▸ **Stated problem**
Put the material below into a Markdown table with the columns Row and Line, starting with the line that contains "Definition for annotators: for every instance of the white" and going through the line that contains "[[543, 725]]". Give each line its own numbered row and leave out any blank lines.

--- START ---

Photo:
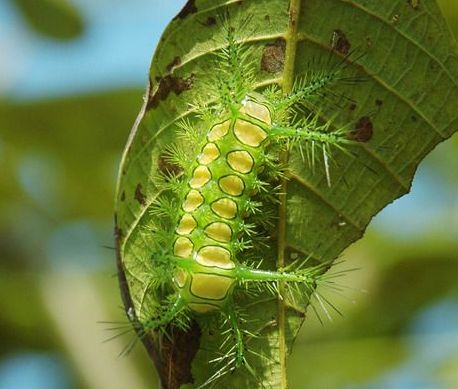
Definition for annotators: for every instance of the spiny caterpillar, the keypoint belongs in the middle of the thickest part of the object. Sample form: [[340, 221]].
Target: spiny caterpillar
[[214, 211]]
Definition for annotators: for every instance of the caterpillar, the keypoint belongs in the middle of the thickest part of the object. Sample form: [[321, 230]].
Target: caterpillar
[[217, 204]]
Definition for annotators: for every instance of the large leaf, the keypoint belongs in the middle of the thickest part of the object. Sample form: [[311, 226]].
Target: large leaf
[[405, 108]]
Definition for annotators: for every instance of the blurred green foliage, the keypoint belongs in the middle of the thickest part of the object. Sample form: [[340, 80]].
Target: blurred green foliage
[[57, 19]]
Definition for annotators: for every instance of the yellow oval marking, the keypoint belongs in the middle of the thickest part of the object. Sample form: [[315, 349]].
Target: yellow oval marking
[[192, 201], [257, 111], [215, 256], [218, 131], [232, 185], [186, 225], [183, 247], [219, 231], [225, 208], [249, 134], [180, 277], [240, 161], [202, 308], [200, 177], [210, 286], [209, 153]]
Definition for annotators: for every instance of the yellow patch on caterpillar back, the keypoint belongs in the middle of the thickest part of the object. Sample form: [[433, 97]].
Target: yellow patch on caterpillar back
[[219, 231], [202, 308], [232, 185], [192, 201], [210, 286], [180, 277], [256, 110], [215, 256], [186, 225], [218, 131], [225, 208], [209, 153], [183, 247], [240, 161], [248, 133], [200, 177]]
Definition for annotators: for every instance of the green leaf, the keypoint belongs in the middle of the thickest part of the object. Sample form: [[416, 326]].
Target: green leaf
[[405, 108], [57, 19]]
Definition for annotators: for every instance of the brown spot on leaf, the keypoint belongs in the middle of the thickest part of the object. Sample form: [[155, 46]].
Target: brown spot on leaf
[[273, 56], [139, 195], [175, 62], [169, 84], [188, 9], [363, 130], [178, 351], [414, 3], [340, 43]]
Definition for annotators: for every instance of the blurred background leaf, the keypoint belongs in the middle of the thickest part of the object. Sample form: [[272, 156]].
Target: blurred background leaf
[[58, 19], [66, 108]]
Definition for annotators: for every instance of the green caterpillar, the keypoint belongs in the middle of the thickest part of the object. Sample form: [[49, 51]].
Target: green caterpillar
[[213, 211]]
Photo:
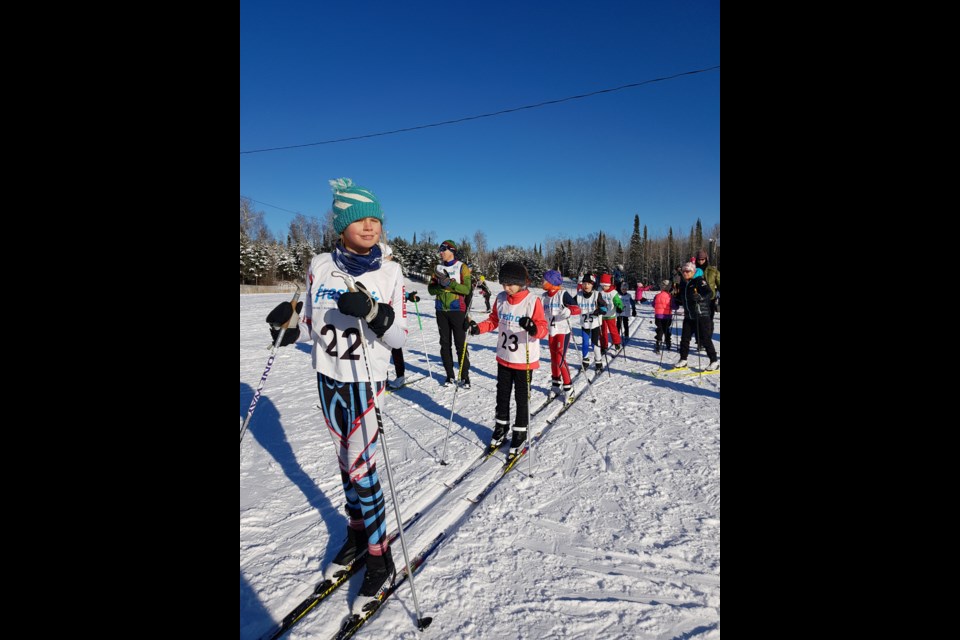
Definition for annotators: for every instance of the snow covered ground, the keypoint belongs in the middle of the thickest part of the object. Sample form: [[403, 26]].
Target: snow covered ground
[[613, 533]]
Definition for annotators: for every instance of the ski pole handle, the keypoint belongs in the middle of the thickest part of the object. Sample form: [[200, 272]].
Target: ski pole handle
[[293, 303], [347, 280]]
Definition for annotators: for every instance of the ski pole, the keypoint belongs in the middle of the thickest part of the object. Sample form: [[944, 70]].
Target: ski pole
[[266, 372], [424, 340], [453, 405], [527, 346], [421, 621]]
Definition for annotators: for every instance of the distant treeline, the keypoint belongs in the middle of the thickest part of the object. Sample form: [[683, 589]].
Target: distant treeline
[[264, 259]]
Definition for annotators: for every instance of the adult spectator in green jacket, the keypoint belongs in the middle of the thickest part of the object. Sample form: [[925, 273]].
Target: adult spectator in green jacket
[[451, 283], [712, 275]]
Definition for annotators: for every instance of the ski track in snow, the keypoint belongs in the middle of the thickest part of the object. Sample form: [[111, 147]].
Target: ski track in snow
[[612, 531]]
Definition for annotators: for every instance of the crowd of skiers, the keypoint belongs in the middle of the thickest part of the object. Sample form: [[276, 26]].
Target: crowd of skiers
[[355, 316]]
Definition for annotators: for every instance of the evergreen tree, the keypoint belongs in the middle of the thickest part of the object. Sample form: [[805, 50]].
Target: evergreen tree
[[634, 266], [645, 272], [672, 256]]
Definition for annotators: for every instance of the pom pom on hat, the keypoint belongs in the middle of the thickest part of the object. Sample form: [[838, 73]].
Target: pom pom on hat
[[513, 273], [448, 245], [352, 203], [553, 277]]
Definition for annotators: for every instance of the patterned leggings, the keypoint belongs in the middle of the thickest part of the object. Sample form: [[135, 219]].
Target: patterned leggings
[[352, 422]]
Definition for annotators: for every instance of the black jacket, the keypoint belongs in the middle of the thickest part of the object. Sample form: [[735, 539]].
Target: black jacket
[[695, 297]]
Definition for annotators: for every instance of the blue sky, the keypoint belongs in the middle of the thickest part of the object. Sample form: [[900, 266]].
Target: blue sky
[[314, 71]]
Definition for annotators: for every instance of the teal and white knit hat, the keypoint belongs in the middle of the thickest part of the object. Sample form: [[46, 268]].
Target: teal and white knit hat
[[352, 203]]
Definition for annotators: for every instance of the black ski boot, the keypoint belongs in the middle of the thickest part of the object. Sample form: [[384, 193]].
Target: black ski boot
[[516, 444], [499, 435], [356, 543], [379, 570]]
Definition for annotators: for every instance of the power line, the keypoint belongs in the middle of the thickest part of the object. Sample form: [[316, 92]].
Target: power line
[[275, 206], [487, 115]]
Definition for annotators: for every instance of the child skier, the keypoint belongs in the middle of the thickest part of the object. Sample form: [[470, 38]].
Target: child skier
[[629, 310], [614, 306], [519, 315], [592, 306], [663, 306], [558, 306], [346, 392]]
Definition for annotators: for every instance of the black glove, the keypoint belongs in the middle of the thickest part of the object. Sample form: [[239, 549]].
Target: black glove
[[526, 322], [278, 318], [383, 320], [358, 303]]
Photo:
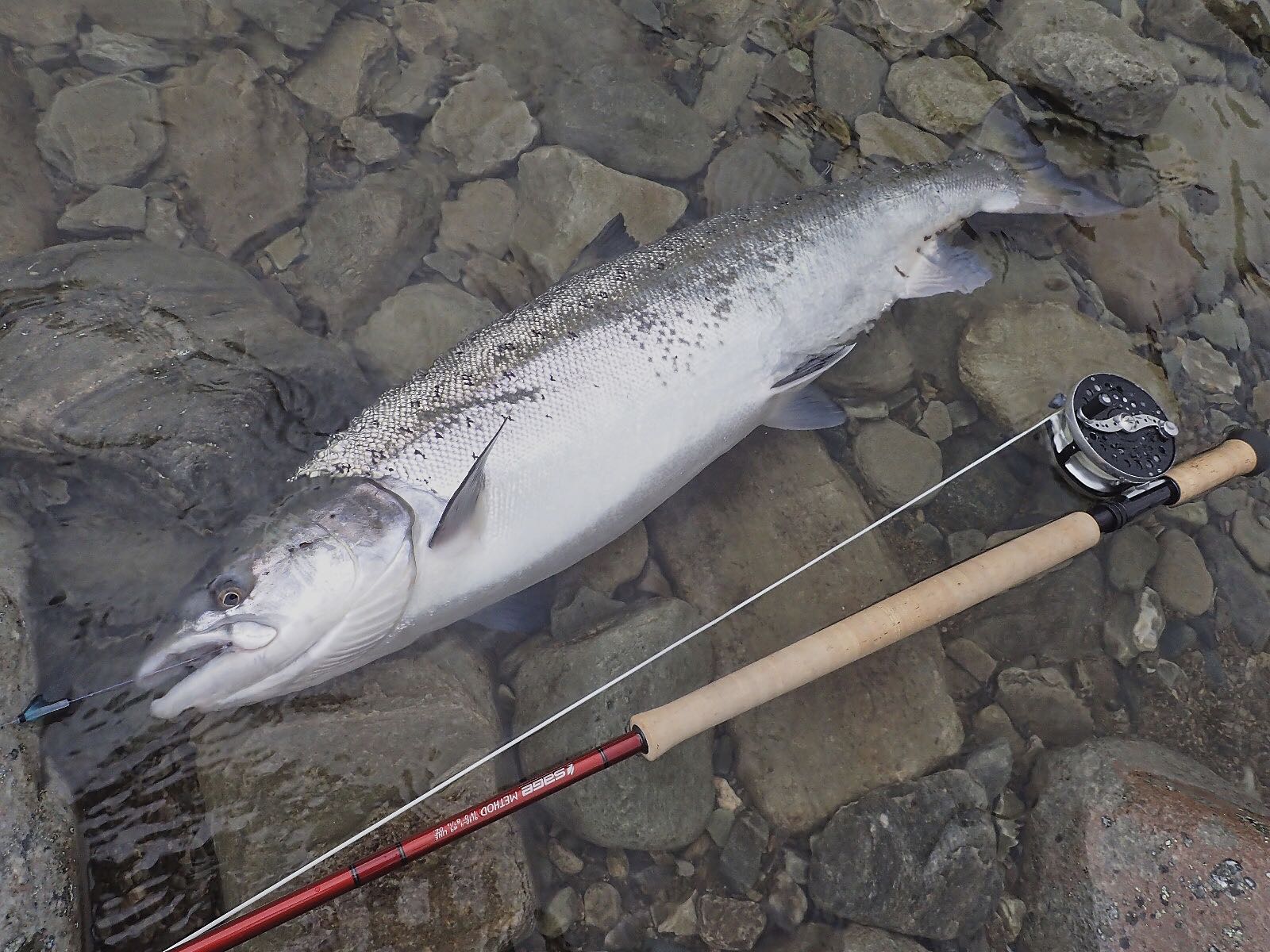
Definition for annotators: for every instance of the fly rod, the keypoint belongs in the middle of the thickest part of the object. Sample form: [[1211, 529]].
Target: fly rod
[[1110, 438]]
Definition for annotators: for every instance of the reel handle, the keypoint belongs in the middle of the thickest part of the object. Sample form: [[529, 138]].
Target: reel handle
[[926, 603]]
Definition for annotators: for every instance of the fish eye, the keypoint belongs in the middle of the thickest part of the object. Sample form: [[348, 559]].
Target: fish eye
[[229, 596]]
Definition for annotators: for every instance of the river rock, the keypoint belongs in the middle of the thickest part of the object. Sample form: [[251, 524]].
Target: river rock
[[757, 169], [1057, 617], [918, 858], [895, 463], [341, 76], [416, 327], [628, 124], [1133, 626], [482, 124], [944, 97], [364, 243], [476, 220], [1132, 846], [40, 907], [1219, 129], [849, 74], [103, 51], [110, 209], [165, 19], [729, 923], [895, 139], [1086, 57], [1253, 536], [41, 22], [235, 141], [1015, 357], [906, 25], [1132, 552], [1041, 702], [879, 365], [1180, 575], [106, 131], [725, 86], [568, 198], [1240, 587], [664, 804], [728, 532], [169, 363], [321, 767], [27, 207], [1141, 259]]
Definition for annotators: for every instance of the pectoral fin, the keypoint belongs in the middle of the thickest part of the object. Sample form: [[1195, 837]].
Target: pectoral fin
[[806, 409], [522, 612], [943, 268], [461, 505]]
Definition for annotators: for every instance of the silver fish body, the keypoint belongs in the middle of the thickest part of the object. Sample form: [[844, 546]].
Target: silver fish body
[[597, 401]]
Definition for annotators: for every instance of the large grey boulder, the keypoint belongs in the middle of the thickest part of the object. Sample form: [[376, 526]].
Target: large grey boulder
[[645, 805], [235, 141], [314, 770], [362, 244], [1086, 57], [762, 509], [918, 858], [27, 209]]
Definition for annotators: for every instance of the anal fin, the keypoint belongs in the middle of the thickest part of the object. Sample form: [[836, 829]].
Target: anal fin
[[806, 409], [943, 268]]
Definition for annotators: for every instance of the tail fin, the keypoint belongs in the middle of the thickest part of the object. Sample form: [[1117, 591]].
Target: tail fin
[[1045, 190]]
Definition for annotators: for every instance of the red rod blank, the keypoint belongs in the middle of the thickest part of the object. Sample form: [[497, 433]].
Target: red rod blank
[[508, 801]]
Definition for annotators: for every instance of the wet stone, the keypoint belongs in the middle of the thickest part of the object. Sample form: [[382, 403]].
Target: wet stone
[[741, 860], [103, 51], [1133, 626], [895, 139], [729, 923], [1086, 57], [1238, 587], [918, 858], [102, 132], [602, 905], [235, 141], [725, 86], [482, 124], [565, 201], [895, 463], [341, 76], [629, 124], [1132, 846], [1132, 552], [478, 220], [728, 528], [944, 97], [1180, 575], [1041, 702], [664, 804], [416, 327], [849, 74], [757, 169], [111, 209]]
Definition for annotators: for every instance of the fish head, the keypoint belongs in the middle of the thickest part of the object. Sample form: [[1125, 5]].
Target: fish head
[[314, 588]]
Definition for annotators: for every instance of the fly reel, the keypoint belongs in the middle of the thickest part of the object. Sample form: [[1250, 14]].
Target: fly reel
[[1111, 436]]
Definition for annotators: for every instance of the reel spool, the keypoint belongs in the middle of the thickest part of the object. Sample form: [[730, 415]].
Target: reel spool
[[1111, 436]]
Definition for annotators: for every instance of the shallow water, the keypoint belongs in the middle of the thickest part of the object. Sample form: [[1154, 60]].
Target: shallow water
[[311, 200]]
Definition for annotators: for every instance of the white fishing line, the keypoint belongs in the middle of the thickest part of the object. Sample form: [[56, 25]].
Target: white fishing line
[[543, 725]]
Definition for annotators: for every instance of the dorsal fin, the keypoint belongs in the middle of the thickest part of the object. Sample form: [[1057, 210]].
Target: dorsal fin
[[460, 507], [613, 241]]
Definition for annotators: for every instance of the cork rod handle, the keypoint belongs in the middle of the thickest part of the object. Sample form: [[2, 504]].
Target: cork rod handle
[[918, 607]]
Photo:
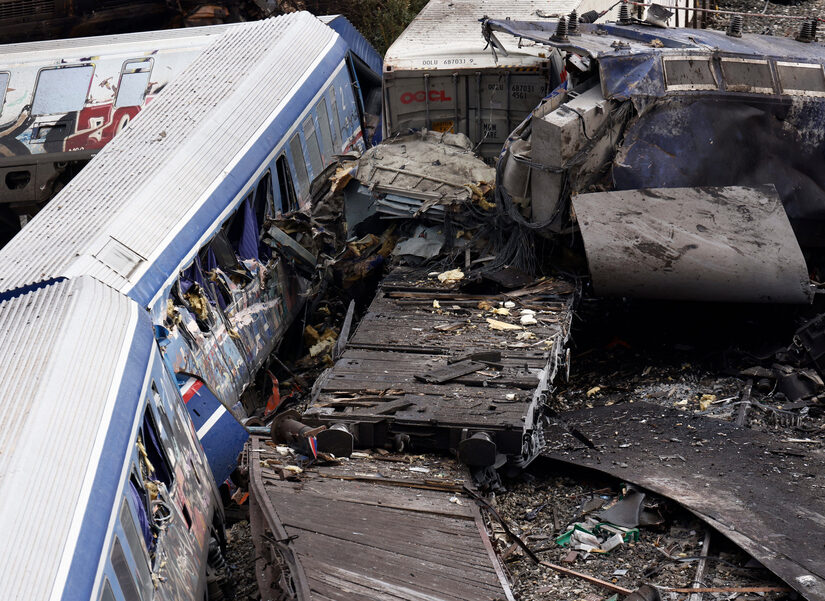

--- END ---

▸ **The reply**
| Row | Line |
|---|---|
| 1 | Definition for annotators: for every instance of the white fishing line, the keypoint belongs in the middle of the thickest part of the object. Sample form: [[56, 25]]. |
| 2 | Target: white fishing line |
| 3 | [[543, 725]] |